> _Objective_
Turn the records, starting at the very first line and going on through the line with "[[1146, 482]]", into a JSON list of strings with one string per line and blank lines left out. Include only those lines.

Stored dataset items
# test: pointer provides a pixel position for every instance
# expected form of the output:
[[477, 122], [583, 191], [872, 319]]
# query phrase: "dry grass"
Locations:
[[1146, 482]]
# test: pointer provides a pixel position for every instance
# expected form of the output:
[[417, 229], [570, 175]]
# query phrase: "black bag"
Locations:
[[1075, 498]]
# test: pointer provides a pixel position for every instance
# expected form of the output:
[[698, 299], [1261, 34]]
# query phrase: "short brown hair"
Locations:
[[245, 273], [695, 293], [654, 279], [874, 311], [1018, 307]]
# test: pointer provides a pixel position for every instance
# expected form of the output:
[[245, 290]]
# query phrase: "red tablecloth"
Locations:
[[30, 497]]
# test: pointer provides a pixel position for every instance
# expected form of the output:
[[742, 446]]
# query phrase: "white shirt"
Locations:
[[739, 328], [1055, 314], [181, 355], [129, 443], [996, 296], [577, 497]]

> _Exercise result_
[
  "# test: pointer provides a pixel position for every instance",
  "# expected form of the output:",
  "[[477, 122], [583, 191], [872, 319]]",
  "# query phrase: \"dry grass\"",
  "Locations:",
  "[[1146, 482]]"
]